**Supplied records**

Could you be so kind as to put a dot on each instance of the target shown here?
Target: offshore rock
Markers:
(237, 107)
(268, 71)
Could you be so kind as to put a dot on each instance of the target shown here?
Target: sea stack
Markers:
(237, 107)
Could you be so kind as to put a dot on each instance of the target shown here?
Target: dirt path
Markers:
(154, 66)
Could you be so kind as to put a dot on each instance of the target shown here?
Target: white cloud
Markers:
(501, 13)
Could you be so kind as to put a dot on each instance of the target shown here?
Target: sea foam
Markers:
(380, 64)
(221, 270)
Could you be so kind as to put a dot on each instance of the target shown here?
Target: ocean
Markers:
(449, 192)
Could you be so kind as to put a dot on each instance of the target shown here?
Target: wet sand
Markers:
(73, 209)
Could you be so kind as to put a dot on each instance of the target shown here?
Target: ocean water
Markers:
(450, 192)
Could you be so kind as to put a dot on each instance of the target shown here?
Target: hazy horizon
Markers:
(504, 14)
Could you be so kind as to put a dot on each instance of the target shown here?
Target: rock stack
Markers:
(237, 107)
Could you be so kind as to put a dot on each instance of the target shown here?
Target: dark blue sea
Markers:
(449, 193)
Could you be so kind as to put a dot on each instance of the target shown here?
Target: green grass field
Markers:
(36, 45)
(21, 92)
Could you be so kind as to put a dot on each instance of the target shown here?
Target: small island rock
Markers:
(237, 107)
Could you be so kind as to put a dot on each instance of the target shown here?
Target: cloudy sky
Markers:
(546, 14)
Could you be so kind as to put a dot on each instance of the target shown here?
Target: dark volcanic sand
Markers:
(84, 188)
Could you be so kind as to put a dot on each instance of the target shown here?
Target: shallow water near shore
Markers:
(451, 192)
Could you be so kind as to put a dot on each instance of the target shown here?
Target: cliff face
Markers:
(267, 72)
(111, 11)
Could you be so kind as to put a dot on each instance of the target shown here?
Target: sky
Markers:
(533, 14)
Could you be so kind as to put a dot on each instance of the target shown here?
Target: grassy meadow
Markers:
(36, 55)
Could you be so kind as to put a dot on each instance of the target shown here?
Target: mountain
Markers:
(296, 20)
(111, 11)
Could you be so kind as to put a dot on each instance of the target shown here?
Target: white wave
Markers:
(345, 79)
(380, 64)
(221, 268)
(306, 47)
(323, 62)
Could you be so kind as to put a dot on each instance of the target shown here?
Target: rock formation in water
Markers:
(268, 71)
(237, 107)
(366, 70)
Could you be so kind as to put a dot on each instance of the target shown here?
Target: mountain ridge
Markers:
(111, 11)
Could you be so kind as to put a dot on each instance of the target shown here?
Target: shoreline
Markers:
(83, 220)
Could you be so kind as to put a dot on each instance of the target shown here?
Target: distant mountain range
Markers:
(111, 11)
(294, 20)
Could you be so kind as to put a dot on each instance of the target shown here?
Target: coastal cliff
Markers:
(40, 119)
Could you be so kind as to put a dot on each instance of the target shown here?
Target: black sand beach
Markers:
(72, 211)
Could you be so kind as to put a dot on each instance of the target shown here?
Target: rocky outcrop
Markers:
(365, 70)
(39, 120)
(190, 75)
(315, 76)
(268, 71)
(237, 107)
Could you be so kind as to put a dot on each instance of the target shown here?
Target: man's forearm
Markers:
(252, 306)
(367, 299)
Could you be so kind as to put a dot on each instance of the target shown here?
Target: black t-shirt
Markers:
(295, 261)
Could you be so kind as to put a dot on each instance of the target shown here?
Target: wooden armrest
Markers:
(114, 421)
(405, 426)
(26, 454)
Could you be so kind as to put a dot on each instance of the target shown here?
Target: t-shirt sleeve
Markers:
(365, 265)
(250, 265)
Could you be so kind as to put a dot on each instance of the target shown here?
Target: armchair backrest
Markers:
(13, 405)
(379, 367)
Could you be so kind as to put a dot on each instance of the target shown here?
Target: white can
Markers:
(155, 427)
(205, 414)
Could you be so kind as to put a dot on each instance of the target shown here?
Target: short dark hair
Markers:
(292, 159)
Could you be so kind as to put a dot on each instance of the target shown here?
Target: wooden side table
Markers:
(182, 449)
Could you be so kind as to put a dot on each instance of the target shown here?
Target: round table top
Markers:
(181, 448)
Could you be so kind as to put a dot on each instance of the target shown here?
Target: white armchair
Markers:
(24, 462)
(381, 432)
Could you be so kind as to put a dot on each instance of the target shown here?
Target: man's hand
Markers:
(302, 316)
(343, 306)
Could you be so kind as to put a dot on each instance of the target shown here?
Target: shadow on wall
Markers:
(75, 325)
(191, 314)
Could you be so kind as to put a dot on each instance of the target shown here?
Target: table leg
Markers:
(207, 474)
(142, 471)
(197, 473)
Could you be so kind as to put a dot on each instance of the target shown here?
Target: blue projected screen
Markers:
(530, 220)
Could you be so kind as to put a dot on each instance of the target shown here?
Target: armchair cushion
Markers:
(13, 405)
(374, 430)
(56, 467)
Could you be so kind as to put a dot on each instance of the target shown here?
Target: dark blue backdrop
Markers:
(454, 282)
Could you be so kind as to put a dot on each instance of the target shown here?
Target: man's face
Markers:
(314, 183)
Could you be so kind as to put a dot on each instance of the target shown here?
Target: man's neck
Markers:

**Objective**
Reproduce every record, matching each line exactly.

**Written response**
Could you be so kind as to put a dot on each instance of the target shown here?
Target: offshore rock
Markers:
(237, 107)
(268, 71)
Could you be so kind as to put a dot on each instance of the target shown here?
Target: sea stack
Markers:
(237, 107)
Could you be so kind as to put a dot on each instance of the target shown here?
Target: dirt path
Markers:
(154, 66)
Could you be so kind as to put a dot on each instance of the target shown here?
Target: white cloud
Markers:
(501, 13)
Could you be so kind as to put a dot on each instance of the target shown here?
Target: sea foam
Markers:
(380, 64)
(221, 270)
Could you be so kind as to put a dot on each instance of the target shown here?
Target: ocean
Markers:
(449, 192)
Could you be so kind as to put a dot on each instance of the target shown here?
Target: wet sand
Markers:
(73, 209)
Could you be so kind as to put a dot on each instance of the target shown here?
Target: ocean water
Markers:
(450, 192)
Could you be so kind as to put a dot on each instance of the target shown here?
Target: hazy horizon
Markers:
(504, 14)
Could you be so kind as to put a dot on each instance of the target shown here?
Target: rock stack
Markers:
(237, 107)
Could you be so kind as to put a dot on each instance of the target shown here?
Target: dark blue sea
Markers:
(449, 193)
Could you be so kind as to put a dot on each instance of the target shown here?
Target: green grass field
Markers:
(36, 45)
(21, 92)
Could you be so kind as to put a dot on each instance of the target shown here?
Target: small island rock
Markers:
(237, 107)
Could you be so kind as to put a dot on each instance of the target shown here?
Target: cloudy sky
Markers:
(546, 14)
Could you be so kind as to put a dot on each instance of the target shown here?
Target: dark volcanic sand
Markers:
(84, 188)
Could you be so kind as to put a dot on each instance of the target shown here?
Target: shallow water near shore
Markers:
(451, 192)
Could you be so kind as to put a dot on each instance of the target shown here?
Target: cliff face
Markers:
(267, 72)
(111, 11)
Could you be so kind as to put a dot on each instance of the target shown here?
Target: sky
Markers:
(533, 14)
Could you be so kind as to put a dot on each instance of the target shown here?
Target: grassy meadow
Markers:
(36, 55)
Could you be so kind as to put a dot on each instance of the target shown here?
Target: mountain
Markers:
(296, 20)
(111, 11)
Could you be so kind as to put a dot on each instance of the target shown here?
Target: white wave
Markers:
(345, 79)
(380, 64)
(221, 268)
(306, 47)
(323, 62)
Could you be so kind as to put a dot on each instance of the target shown here?
Target: rock formation in water
Markers:
(268, 71)
(237, 107)
(366, 70)
Could you be so kind as to put a dot on each instance of the target shown here?
Target: mountain ridge
Markers:
(111, 11)
Could you be so kind as to put a dot on each instance of the target shown here?
Target: shoreline
Markers:
(83, 220)
Could you be so kind as to put a dot on each instance of the target shown here?
Target: distant mountain range
Markers:
(111, 11)
(294, 20)
Could you be so kind as to put a dot on each instance of the target shown here?
Target: coastal cliff
Markers:
(40, 119)
Could you be so kind as to put a dot on each instance of the target shown here?
Target: black sand beach
Markers:
(72, 211)
Could you be so kind as to put a dot on each instance of the target shown here?
Target: rocky outcrop
Markers:
(365, 70)
(39, 120)
(190, 75)
(315, 76)
(268, 71)
(237, 107)
Could you be so kind as to put a dot on each instance of the target shown here?
Target: man's forearm
Markers:
(252, 306)
(367, 299)
Could you be so kind as to put a dot on each instance of the target shown here?
Target: black t-shirt
Markers:
(295, 261)
Could you be so kind as to put a dot on each instance of the target shown here?
Target: wooden armrest
Markers:
(114, 421)
(405, 426)
(26, 454)
Could you be so kind as to put a dot on each instance of the target shown here?
Target: t-shirt sleeve
Markers:
(365, 265)
(250, 265)
Could you be so kind as to put a dot on each instance of the target shown here?
Target: armchair backrest
Markers:
(13, 405)
(379, 367)
Could you be so kind as to put a dot on each instance of the target shown here?
Target: white can
Markers:
(155, 427)
(205, 414)
Could you be so kind as to put a dot on each instance of the target shown here?
Target: short dark hair
Markers:
(292, 159)
Could you be so kind as to put a dot on each instance of the target shown here?
Target: wooden side table
Markers:
(182, 449)
Could you be so kind as to put a dot on each instance of the target shown here?
Target: round table top
Markers:
(181, 448)
Could you be so kind as to put a dot on each instance of the target shown here?
Target: white armchair
Markers:
(24, 462)
(381, 432)
Could you be so kind as to put a dot on each instance of the target shown here?
Target: man's hand
Markers:
(302, 316)
(343, 306)
Could you be so kind as to put a dot on each instance of the target shown here?
Target: shadow on wall
Markers:
(75, 325)
(191, 314)
Could you be so kind as to put a dot on each instance of the target shown here?
Target: table leg
Markers:
(207, 474)
(142, 471)
(197, 473)
Could you be so kind as to put a dot on each instance of the target shown here?
Target: blue projected screen
Markers:
(530, 220)
Could you be so kind as to put a dot on each instance of the target shown here?
Target: armchair cushion
Markers:
(13, 405)
(374, 430)
(56, 467)
Could you be so kind as to put a dot on each instance of the target shown here?
Target: dark blue backdrop
Markers:
(454, 282)
Could you be so kind as to put a dot on each instance of the target shown here?
Target: man's face
Markers:
(314, 183)
Could you be so kind as to put a dot on each instance of the target shown here?
Target: man's neck
Markers:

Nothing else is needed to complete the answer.